Exercise directions – Below are records; how many of their lines contain "haze"? Reply with the number and no other words.

Dataset entries
/---
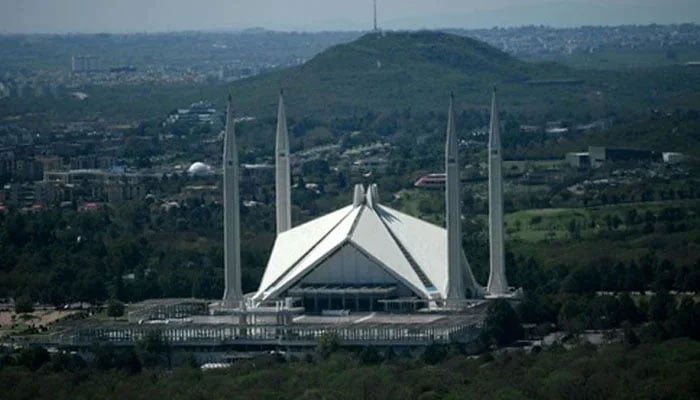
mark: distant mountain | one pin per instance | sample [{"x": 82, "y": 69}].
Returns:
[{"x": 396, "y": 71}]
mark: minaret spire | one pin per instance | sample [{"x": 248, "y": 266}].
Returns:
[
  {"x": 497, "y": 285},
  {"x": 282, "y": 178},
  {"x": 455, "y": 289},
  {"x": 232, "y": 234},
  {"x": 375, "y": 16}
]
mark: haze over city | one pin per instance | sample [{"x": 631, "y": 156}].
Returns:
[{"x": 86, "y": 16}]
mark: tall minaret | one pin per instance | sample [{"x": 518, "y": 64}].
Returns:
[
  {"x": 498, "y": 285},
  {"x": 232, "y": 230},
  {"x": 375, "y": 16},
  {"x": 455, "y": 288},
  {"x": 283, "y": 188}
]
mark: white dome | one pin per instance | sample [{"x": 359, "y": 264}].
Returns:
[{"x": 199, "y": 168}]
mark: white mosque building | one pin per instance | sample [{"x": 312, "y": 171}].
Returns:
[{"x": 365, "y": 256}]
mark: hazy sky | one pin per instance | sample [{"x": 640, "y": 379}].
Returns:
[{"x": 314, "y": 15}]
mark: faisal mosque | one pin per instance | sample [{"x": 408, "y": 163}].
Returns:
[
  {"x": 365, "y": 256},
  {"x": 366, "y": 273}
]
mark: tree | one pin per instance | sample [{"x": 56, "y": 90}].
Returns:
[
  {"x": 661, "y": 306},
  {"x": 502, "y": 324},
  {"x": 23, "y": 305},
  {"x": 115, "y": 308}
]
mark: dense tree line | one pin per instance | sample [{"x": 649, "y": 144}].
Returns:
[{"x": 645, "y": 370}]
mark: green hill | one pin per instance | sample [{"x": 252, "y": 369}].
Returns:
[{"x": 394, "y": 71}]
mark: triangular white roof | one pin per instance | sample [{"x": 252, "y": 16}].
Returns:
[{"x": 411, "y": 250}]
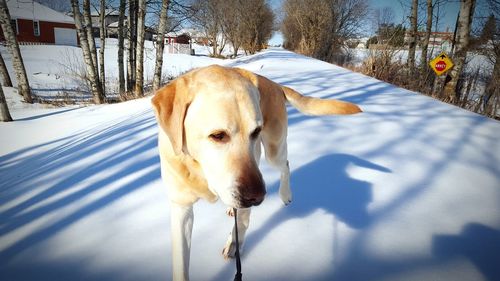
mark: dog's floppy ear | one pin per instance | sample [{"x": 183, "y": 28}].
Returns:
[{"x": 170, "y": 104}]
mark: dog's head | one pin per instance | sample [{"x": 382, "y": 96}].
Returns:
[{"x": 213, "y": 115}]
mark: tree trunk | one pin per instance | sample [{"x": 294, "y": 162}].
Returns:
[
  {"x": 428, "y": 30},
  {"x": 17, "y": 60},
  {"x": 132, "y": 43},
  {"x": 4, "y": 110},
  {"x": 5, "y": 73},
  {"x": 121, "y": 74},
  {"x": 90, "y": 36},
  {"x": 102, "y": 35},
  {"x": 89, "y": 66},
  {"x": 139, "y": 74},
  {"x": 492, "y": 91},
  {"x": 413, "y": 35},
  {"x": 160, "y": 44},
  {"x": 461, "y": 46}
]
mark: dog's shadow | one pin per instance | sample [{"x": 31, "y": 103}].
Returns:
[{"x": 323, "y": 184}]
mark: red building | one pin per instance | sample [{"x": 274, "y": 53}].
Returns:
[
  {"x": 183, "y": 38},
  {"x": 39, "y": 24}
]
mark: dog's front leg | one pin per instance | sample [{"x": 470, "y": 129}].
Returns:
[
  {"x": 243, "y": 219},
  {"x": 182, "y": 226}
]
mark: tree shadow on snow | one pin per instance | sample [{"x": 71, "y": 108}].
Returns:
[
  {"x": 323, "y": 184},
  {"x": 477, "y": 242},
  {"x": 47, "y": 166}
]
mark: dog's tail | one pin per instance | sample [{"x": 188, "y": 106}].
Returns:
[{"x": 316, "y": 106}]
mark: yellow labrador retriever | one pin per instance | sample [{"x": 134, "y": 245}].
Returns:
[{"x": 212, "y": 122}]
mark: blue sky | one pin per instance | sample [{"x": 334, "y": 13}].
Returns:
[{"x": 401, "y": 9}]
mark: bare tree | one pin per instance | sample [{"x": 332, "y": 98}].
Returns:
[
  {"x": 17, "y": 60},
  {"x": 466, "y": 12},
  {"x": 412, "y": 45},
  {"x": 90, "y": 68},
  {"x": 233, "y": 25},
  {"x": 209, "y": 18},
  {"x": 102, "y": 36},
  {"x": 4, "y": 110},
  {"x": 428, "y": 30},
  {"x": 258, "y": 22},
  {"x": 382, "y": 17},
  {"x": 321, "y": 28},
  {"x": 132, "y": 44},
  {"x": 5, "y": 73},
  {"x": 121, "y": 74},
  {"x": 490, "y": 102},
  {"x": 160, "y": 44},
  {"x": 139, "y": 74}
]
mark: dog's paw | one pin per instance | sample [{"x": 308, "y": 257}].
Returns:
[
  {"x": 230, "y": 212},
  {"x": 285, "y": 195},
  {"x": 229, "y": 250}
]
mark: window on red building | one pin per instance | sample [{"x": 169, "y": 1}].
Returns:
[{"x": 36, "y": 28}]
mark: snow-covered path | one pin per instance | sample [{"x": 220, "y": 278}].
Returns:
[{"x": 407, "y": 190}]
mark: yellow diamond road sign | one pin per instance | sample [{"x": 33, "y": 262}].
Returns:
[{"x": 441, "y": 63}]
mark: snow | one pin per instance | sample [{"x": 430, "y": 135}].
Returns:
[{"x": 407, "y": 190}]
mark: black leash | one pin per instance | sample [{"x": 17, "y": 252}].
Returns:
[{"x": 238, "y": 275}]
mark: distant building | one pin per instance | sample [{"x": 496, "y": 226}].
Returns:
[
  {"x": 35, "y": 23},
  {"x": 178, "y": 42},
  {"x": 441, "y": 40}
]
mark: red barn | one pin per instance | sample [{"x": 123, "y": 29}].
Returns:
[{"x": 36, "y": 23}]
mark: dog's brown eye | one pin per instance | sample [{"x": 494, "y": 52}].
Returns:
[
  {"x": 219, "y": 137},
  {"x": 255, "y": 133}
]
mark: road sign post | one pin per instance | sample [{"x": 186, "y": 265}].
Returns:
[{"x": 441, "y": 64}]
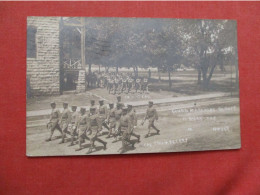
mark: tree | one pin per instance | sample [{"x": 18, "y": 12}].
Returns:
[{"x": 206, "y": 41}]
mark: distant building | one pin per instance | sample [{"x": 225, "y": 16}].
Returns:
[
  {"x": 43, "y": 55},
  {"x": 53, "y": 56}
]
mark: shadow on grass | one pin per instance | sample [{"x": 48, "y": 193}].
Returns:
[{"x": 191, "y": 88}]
\---
/---
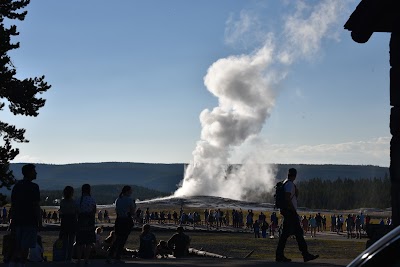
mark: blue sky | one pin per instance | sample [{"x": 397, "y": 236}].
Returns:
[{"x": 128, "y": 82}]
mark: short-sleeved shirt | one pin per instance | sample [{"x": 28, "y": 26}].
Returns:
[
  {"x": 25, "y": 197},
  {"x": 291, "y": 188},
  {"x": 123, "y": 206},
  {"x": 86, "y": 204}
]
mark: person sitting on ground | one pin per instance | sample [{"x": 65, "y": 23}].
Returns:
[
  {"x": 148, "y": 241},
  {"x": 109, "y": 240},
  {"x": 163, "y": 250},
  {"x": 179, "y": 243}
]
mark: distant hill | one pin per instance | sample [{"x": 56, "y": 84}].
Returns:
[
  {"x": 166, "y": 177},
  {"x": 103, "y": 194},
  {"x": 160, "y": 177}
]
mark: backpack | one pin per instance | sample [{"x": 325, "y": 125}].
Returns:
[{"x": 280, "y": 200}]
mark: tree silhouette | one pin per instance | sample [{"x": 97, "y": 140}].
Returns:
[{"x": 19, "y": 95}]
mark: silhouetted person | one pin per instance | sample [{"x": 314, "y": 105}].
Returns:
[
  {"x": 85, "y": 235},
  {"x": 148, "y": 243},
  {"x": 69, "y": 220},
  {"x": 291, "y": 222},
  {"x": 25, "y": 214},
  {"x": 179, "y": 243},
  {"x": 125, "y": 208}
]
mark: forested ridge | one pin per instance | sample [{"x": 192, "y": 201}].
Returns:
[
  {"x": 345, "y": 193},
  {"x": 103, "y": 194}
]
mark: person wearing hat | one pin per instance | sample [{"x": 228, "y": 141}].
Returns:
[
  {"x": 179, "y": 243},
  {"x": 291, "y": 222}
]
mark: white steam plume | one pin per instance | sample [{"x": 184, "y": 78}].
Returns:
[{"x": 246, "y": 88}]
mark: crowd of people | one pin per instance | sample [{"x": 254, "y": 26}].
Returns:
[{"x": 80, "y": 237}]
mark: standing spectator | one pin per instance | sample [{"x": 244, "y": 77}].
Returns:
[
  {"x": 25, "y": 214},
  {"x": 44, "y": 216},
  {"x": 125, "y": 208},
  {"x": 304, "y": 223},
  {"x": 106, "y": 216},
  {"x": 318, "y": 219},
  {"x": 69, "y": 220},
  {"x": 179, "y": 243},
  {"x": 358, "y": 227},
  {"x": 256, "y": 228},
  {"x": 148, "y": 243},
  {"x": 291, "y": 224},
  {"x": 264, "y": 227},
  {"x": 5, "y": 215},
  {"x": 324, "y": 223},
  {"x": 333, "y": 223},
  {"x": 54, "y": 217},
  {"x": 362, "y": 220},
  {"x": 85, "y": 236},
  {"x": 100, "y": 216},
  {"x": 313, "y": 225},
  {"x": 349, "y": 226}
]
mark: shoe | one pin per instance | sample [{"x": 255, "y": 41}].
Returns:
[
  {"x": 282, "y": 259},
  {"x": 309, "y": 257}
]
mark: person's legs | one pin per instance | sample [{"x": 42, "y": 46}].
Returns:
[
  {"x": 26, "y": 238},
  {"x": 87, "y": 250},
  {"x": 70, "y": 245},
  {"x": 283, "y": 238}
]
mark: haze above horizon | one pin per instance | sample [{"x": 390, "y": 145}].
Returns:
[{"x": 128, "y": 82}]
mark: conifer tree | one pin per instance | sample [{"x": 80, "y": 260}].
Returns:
\---
/---
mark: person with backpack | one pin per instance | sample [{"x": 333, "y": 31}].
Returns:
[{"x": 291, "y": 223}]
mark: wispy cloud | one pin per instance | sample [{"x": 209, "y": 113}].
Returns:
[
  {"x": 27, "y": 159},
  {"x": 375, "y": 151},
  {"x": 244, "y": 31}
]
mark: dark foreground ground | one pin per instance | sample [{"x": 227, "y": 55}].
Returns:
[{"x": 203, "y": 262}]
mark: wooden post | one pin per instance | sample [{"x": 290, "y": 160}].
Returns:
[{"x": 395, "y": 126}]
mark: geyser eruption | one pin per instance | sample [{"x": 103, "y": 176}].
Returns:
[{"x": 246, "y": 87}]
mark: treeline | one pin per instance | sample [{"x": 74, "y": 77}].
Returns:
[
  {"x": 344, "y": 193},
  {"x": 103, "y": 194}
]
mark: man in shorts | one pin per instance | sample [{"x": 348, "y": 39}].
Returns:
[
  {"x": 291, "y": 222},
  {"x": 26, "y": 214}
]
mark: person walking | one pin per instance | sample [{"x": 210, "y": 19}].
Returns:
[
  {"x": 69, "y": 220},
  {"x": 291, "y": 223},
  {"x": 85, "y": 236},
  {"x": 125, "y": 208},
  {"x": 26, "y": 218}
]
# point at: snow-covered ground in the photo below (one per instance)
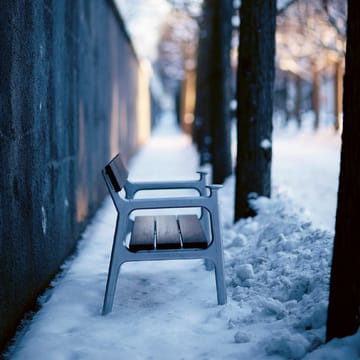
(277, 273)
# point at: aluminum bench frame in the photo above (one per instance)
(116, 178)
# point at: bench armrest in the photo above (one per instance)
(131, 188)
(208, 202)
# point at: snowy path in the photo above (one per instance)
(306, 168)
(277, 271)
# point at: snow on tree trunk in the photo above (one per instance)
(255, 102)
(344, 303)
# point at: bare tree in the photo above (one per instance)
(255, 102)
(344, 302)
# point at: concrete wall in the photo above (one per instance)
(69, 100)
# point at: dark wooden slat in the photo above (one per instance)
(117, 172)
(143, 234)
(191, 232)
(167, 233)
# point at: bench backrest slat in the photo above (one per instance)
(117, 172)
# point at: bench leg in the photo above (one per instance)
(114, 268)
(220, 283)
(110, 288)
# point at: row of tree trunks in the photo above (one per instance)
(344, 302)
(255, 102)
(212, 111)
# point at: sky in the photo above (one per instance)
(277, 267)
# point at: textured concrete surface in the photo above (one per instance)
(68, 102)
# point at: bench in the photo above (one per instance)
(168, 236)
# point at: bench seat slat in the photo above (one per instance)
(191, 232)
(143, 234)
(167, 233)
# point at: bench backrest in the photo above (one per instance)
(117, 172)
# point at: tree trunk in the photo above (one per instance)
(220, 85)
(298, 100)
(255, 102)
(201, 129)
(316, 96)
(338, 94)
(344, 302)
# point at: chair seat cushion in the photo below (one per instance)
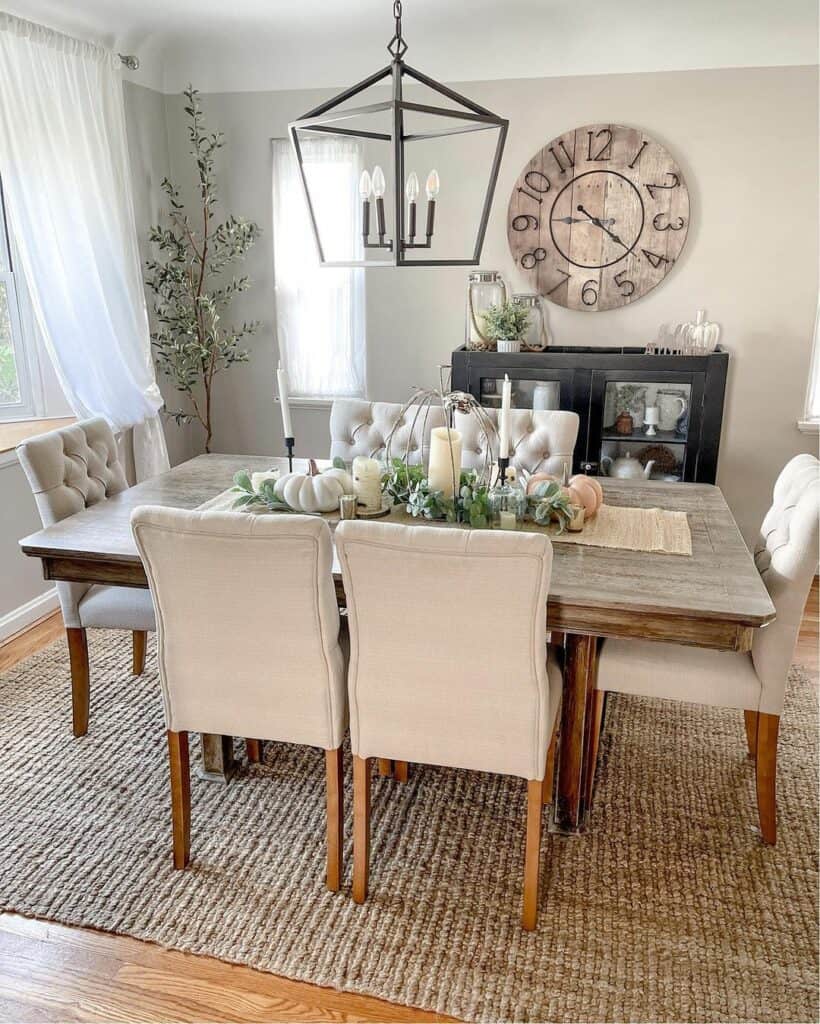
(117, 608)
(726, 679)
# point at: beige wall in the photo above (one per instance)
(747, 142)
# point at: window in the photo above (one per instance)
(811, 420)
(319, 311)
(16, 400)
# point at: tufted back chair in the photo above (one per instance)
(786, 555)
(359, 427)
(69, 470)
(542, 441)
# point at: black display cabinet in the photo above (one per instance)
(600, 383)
\---
Answer section – 2